**WHAT IS NEEDED:** Copy the entries below word for word, keeping every line unchanged but leaving out the pictures.
========
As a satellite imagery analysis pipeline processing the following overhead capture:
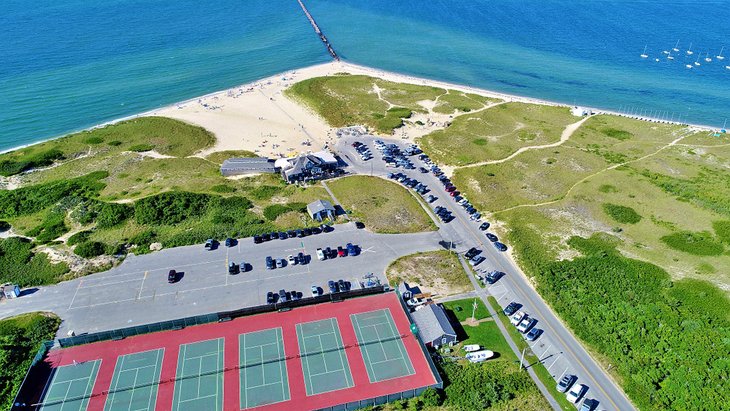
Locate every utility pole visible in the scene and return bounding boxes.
[520,347,527,371]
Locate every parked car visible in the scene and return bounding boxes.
[504,301,520,316]
[555,374,578,392]
[509,311,527,327]
[580,398,598,411]
[469,255,486,267]
[464,247,482,259]
[525,327,542,341]
[484,270,504,284]
[565,384,588,404]
[492,241,507,252]
[228,261,238,274]
[517,316,537,334]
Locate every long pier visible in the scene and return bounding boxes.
[297,0,340,61]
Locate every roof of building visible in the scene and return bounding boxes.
[221,157,274,171]
[307,200,335,215]
[411,304,456,342]
[312,150,337,164]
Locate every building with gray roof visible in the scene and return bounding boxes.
[221,157,276,177]
[411,304,457,348]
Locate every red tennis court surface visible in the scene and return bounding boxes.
[42,292,437,410]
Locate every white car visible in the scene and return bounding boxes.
[565,384,588,404]
[509,311,527,327]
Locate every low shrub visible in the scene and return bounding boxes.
[603,203,641,224]
[0,148,64,177]
[129,144,155,153]
[74,241,107,258]
[66,230,92,247]
[661,231,725,255]
[0,237,68,287]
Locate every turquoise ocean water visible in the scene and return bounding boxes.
[0,0,730,150]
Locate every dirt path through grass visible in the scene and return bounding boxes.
[492,127,691,214]
[453,115,592,169]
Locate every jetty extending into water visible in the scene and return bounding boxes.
[297,0,340,61]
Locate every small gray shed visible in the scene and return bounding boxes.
[307,200,335,221]
[411,304,457,348]
[221,157,276,177]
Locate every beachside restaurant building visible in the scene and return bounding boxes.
[276,151,342,184]
[411,304,457,348]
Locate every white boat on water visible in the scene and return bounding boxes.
[466,350,494,363]
[464,344,482,352]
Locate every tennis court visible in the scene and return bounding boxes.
[350,308,415,382]
[104,348,165,411]
[296,318,355,395]
[172,338,224,411]
[41,360,101,411]
[238,327,290,409]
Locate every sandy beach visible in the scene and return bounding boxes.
[144,61,712,157]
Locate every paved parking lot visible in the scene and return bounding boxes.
[0,223,441,336]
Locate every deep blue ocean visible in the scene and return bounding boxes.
[0,0,730,150]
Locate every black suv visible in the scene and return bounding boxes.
[504,301,522,315]
[484,270,504,284]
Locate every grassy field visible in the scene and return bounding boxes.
[286,74,493,134]
[327,176,436,234]
[385,250,472,296]
[0,312,61,410]
[418,103,579,166]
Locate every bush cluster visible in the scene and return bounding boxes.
[0,148,64,177]
[603,203,641,224]
[0,313,61,410]
[0,237,68,287]
[264,203,307,221]
[511,230,730,410]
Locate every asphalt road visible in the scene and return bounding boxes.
[0,223,440,337]
[336,136,635,411]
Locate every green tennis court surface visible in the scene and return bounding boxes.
[238,328,289,409]
[104,348,165,411]
[350,308,416,382]
[172,338,223,411]
[297,318,355,395]
[41,360,101,411]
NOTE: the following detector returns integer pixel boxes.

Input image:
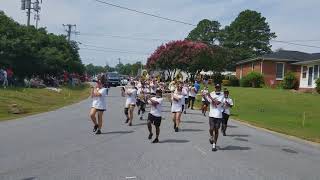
========
**THE SOLUTION:**
As a satellite imagery analysis pipeline processing the following overhead capture:
Locate every utility pole visible in the scene and return bounding boxes.
[520,347,527,371]
Locate every parked car visible in the scene and return bounding boxes.
[504,301,520,316]
[555,374,578,392]
[509,311,527,327]
[580,398,598,411]
[469,255,486,267]
[464,247,482,259]
[525,327,542,341]
[484,270,504,284]
[565,384,588,404]
[492,241,507,252]
[228,261,238,274]
[517,316,537,334]
Locate every long pier visible in the scene and return bounding boxes.
[297,0,340,61]
Locate every roof of building visible in the scene and return bounding boxes.
[221,157,274,171]
[307,200,335,215]
[411,304,456,342]
[312,150,337,164]
Locate every building with gray roof visible in the scene and return bounding boxes.
[221,157,276,177]
[411,304,457,348]
Locate every red tennis court surface visible in the scene and return bounding boxes.
[42,292,437,410]
Locate every white car visible in the scene and return bounding boxes.
[565,384,588,404]
[509,311,527,327]
Locate every low shrub visible in the scene and return bounding boxes.
[603,203,641,224]
[0,148,64,177]
[129,144,155,153]
[74,241,107,258]
[66,230,92,247]
[661,231,725,255]
[0,237,68,287]
Locate every turquoise ocean water visible in the scene and return bounding boxes.
[0,0,730,150]
Locate every dirt path through grass visible in the scene and return bounding boxes.
[492,127,691,214]
[453,115,592,169]
Locate every jetty extending into water visible in the scene and return bounding boxes.
[297,0,340,61]
Locate every small gray shed visible in the scene and return bounding boxes.
[307,200,335,221]
[411,304,457,348]
[221,157,276,177]
Locate every beachside restaurant building visible in the scene and return bounding boxes.
[276,151,342,184]
[411,304,457,348]
Locate every white boat on water visible in the scene and return bounding boxes.
[466,350,494,363]
[464,344,482,352]
Locate every tennis court visible in the scene and return bounding boxes.
[350,308,415,382]
[104,348,165,411]
[296,318,355,395]
[172,338,224,411]
[41,360,101,411]
[238,327,290,409]
Locate every sandy beach visible in the scene and return bounding boxes.
[144,61,712,157]
Locate every paved parking lot visible in the scene and return bounding boxes.
[0,223,441,336]
Locate every deep blue ocean visible in the scene and return bounding boxes.
[0,0,730,150]
Locate every black suv visible in the scene and return bounding boxes.
[504,301,522,315]
[484,270,504,284]
Locate every grassy field visible in the scene and return bounding boxes.
[286,74,493,134]
[327,176,436,234]
[385,250,472,296]
[0,312,61,410]
[418,103,579,166]
Locate every bush cluster visible in the scene and return bounding boxes.
[0,148,64,177]
[603,203,641,224]
[0,313,61,410]
[0,237,68,287]
[264,203,307,221]
[511,230,730,410]
Locate every asphalt road visible in the scene and return bounding boxes.
[0,223,440,337]
[336,136,635,411]
Locate every green tennis court surface visible in the scene and return bounding boxes.
[238,328,289,409]
[104,348,165,411]
[350,308,416,382]
[172,338,223,411]
[297,318,355,395]
[41,360,101,411]
NOTE: the following detector returns integer pixel boxes.

Input image:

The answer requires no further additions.